-- Recorded information follows --

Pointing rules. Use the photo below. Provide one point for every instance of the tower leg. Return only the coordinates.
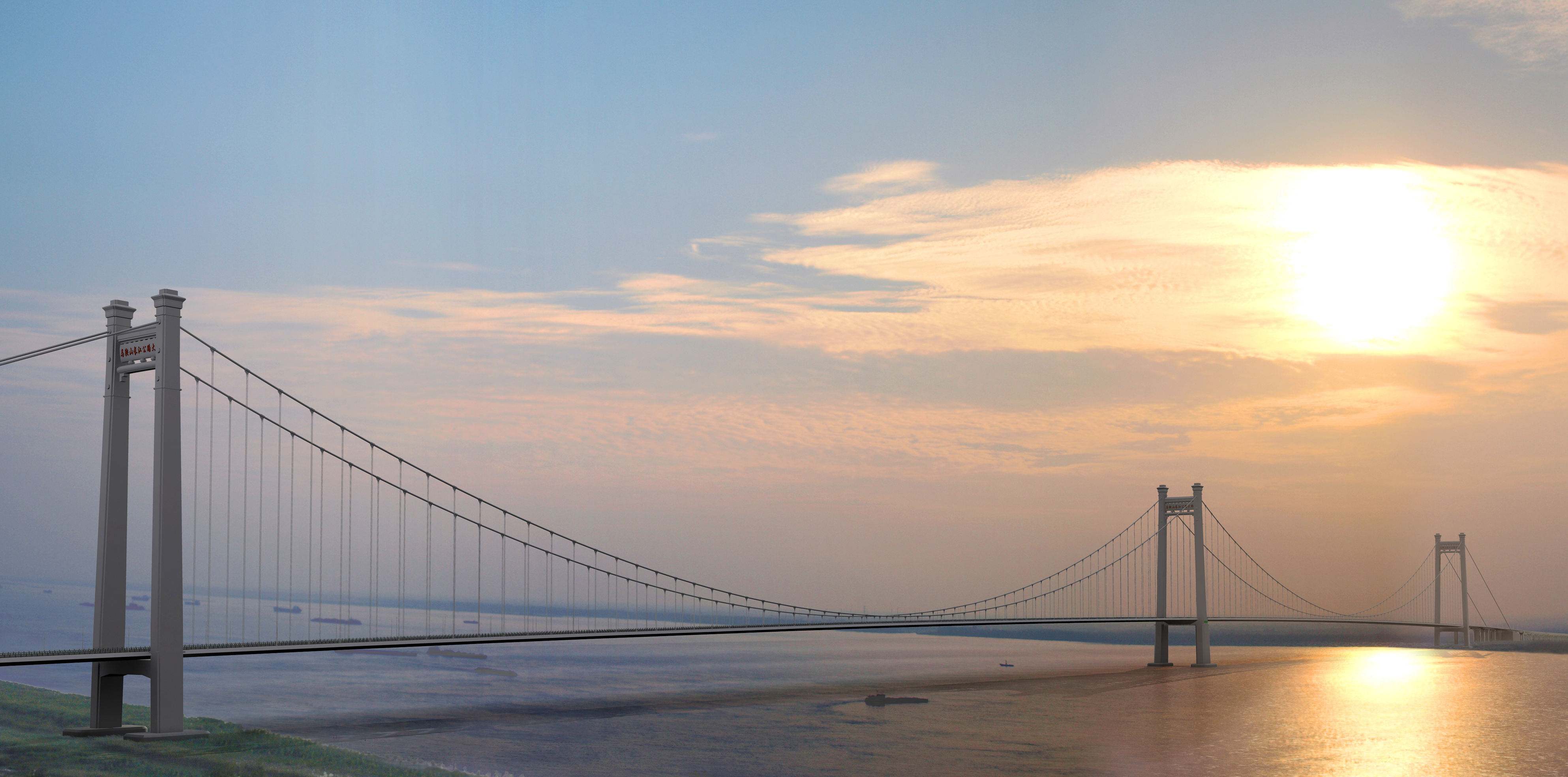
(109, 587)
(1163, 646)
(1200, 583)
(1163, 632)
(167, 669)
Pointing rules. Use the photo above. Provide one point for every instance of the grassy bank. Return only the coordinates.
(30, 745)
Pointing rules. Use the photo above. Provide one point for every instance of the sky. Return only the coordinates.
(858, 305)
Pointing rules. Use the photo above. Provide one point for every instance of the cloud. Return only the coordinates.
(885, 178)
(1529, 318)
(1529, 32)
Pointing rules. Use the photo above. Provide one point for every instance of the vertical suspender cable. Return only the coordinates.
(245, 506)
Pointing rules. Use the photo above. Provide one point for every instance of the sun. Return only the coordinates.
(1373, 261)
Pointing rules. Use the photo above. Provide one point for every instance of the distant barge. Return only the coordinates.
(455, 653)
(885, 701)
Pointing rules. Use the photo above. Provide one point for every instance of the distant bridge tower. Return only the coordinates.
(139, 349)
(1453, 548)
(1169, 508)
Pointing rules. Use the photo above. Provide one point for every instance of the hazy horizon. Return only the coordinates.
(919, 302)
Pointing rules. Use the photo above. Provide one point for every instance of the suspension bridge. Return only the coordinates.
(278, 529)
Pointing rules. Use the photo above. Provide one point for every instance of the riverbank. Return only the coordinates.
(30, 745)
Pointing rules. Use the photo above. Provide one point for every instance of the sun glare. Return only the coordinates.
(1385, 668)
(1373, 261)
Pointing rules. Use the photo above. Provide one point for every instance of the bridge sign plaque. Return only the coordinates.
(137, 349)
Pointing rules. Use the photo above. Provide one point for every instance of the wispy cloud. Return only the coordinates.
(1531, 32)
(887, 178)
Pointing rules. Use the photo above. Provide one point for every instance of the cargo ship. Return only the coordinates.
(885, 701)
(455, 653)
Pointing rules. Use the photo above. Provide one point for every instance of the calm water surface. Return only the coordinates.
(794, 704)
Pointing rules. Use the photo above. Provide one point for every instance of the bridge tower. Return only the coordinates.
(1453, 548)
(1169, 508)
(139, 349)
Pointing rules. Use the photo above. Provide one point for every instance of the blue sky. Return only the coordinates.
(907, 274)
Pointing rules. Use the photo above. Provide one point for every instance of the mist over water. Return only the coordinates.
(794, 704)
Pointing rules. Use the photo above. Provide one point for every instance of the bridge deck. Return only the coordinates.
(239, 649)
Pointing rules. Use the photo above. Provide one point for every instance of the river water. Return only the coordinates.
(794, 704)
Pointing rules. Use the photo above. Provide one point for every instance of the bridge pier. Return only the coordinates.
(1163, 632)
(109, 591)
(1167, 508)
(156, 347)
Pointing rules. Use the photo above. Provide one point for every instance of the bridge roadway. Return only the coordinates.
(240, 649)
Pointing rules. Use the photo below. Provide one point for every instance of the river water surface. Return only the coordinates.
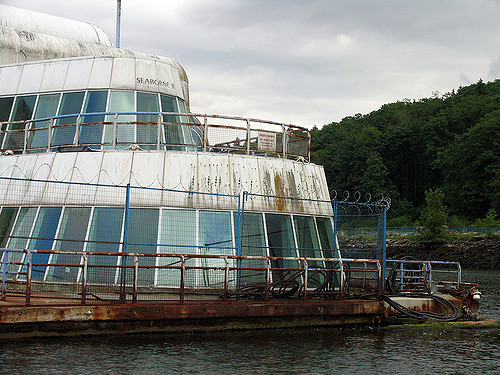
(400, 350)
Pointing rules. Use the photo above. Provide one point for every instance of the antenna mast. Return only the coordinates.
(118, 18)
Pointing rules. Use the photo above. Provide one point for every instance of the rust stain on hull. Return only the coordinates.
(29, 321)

-- Recorded information concluded --

→ **Exercise**
Print every entry verbatim and leave all pictures out.

→ **Task response**
Pointing rules. Use the photo below. Provide one point for every instance of the tower leg. Return only the coordinates.
(109, 587)
(1163, 646)
(1200, 583)
(1163, 632)
(167, 669)
Pointing rules. Use the photo above. Provide one point for every instance of the grassy bank. Return only the coordinates.
(30, 745)
Pointing rules. Use the photo above. Provide one point for every instance of the sky. Return only the coordinates.
(858, 305)
Pointing rules. Use the photo above. Provide one point for every instance of the cloud. Return only the coordinates.
(885, 178)
(1529, 318)
(1529, 32)
Pointing rules. Use the photo above. Provide one point for every instance of the vertical suspender cable. Return only the coordinates.
(245, 506)
Pointing rules. Use the photo above. Provide one point for every instance of the sun. Return only the coordinates.
(1373, 261)
Pointing rules. Use the photo above. Provide one point for every instance of the distant barge. Return only the coordinates.
(455, 653)
(885, 701)
Pointing rules. Use the photo above. Provide one point for every instance of the distant bridge tower. Return only the coordinates.
(139, 349)
(1453, 548)
(1169, 508)
Pointing rules. Use the photo above. Provide one point for every instance of the hazy horizon. Return only the coordinates.
(919, 302)
Pointing rules. Use the photo above. Provide one point for every instance of the suspension bridge. Return only the coordinates.
(278, 529)
Pointing rules. Use the photo above. Provide one point for every instance of the riverbank. Return only the coordinates.
(30, 745)
Pointing rules. Use the photo above. Provide one point for every instance of the sun glare. Return only the coordinates.
(1385, 668)
(1373, 261)
Pointing rules. Use the photo above. Provide one point for every instance of the bridge sign plaque. Return only the coordinates.
(137, 349)
Pointing rules. Use the photo above. Provide one point for every instance of the wispy cloud. Return only the coordinates.
(1531, 32)
(887, 178)
Pointing rules. Use the photo above. Provide one point for every instance of the cargo ship. Return only the coordinates.
(885, 701)
(455, 653)
Pointing rules. Use the photo above. Provide one point for every instance of the calm water surface. Return only the coordinates.
(794, 704)
Pointing rules. Use the photo above. Provide one point for every instance of the bridge tower. Return only the coordinates.
(1453, 548)
(1169, 508)
(139, 349)
Pointing rules. Use the photo above. Provide one point for every instance of the blue sky. Return only the coordinates.
(907, 274)
Pointing rules. Use the photo above. Provide one point for every instance of the mist over water. Return only the coordinates.
(794, 704)
Pointing rules. Use the photo above. Provide one point for every instance of the bridge deck. Return only the coordinates.
(239, 649)
Pointing rules. Use the photo above. Provide one point for every instance of the river water. Return only the coordinates.
(794, 704)
Pointing rules. Use the photo above. Provide one point for every instance of the bridge pier. Return only the coordinates.
(1163, 632)
(109, 591)
(1167, 508)
(156, 347)
Pointing rules. Use the photo above. Provide one point for every instance of the bridge roadway. Return only the coordinates.
(240, 649)
Pointing rules. Use the photo below. Provide one point for every instance of the river water surface. Return only the coordinates.
(400, 350)
Pointing rules. Use the photo above. Provide one point for every instance of the antenna mast. Return only the coordinates.
(118, 18)
Pointing rules. Use the photo above. Provide one point for every instance of the rust stain on hull. Return only the coordinates.
(29, 321)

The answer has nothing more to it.